──────── Page excerpt

Flower & Garnet
Year: 2002
Language: English
Format: 35mm Colour
Runtime: 103 min
Director:
Keith Behrman
Producer:
Trish Dolman
Executive Producer:
Dean English,
Trish Dolman,
Marguerite Pigott,
Bryan Gliserman,
Jessica Fraser,
Alexandra Raffé
Writer:
Keith Behrman
Cinematographer:
Steve Cosens
Editor:
Michael Bateman
Sound:
James Genn,
Paul Sharpe,
Bill Mellow,
Dave Hibbert
Music:
Peter Allen
Cast:
Craig Olejnik,
Callum Rennie,
Jane McGregor,
Colin Roberts,
Dov Tiefenbach,
Kristen Thomson,
Chilton Crane,
Philip Granger
Production Company:
Ministry of Extreme Circumstances Films Inc.
The product of an emotionally wounded family, eight-year-old Garnet’s (Colin Roberts) only reference points for a happy, functional life exist in the natural environment of his small British Columbia town. Garnet’s mother died giving birth to him, so he grows up eating his morning breakfast amid the tabletop clutter of his father Ed’s empty beer bottles. Ed (Callum Keith Rennie) goes through the motions of living; still saddened and filled with rage over his wife’s death, he is distant and rarely speaks, least of all to his children. Flower (Jan McGregor), a pretty, warm-hearted sixteen-year-old, has assumed the mothering role, but the demands of caring for her brother have begun to weigh upon her.
The sudden news of Flower’s pregnancy splits the family apart and she decides to pack up and leave home. Ed, who connects with Garnet only by twisting the boy’s fascination with life into a morbid detachment, buys his son a BB gun as a birthday gift. But this gesture, which eerily mirrors Ed’s depressed state, only pushes the troubled Garnet further toward the edge. Left to his own devices, Garnet begins to unravel, growing aberrant and violent. Soon, Ed must decide whether to face this new suffering that his years of silence have sown.

────────────────
──────── Listed records

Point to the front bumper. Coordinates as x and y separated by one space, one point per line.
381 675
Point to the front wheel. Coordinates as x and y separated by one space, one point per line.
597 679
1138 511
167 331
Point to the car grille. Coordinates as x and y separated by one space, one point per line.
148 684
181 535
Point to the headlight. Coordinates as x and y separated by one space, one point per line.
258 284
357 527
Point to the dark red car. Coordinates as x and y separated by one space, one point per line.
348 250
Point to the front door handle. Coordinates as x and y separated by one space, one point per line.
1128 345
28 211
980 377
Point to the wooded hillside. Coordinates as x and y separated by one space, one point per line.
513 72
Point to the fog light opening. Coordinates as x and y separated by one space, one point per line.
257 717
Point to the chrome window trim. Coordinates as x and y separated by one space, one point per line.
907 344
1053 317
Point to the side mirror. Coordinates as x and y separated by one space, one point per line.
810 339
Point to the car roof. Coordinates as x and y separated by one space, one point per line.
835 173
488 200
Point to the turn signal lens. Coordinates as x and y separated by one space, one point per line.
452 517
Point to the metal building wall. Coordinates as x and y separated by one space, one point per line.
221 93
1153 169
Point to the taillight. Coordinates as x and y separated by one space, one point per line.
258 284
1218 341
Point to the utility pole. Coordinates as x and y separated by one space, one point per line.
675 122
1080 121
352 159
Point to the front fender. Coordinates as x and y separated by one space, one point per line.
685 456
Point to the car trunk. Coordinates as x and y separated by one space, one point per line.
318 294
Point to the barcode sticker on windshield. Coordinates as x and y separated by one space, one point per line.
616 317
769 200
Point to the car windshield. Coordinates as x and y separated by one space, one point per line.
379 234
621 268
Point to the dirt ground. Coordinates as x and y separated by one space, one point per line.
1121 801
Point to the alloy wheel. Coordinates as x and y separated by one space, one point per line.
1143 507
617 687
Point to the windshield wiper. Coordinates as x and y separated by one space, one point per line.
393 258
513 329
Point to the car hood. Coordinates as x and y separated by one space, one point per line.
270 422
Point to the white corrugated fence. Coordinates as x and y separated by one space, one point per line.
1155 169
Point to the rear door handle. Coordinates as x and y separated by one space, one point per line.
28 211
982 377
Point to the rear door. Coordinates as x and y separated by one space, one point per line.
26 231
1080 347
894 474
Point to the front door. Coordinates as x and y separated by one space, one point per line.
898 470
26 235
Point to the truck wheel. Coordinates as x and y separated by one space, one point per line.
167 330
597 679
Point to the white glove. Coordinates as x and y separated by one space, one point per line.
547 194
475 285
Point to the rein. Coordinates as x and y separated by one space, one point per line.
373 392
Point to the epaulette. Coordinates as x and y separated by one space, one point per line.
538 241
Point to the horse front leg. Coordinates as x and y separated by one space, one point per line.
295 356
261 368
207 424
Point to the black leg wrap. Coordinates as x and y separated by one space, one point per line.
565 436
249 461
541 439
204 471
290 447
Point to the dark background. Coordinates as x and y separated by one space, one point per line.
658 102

────────────────

▶ _The task_: Repeat the text of the Flower & Garnet film page word for word, starting at "The product of" and ending at "weigh upon her.".

▶ _Response to this task_:
The product of an emotionally wounded family, eight-year-old Garnet’s (Colin Roberts) only reference points for a happy, functional life exist in the natural environment of his small British Columbia town. Garnet’s mother died giving birth to him, so he grows up eating his morning breakfast amid the tabletop clutter of his father Ed’s empty beer bottles. Ed (Callum Keith Rennie) goes through the motions of living; still saddened and filled with rage over his wife’s death, he is distant and rarely speaks, least of all to his children. Flower (Jan McGregor), a pretty, warm-hearted sixteen-year-old, has assumed the mothering role, but the demands of caring for her brother have begun to weigh upon her.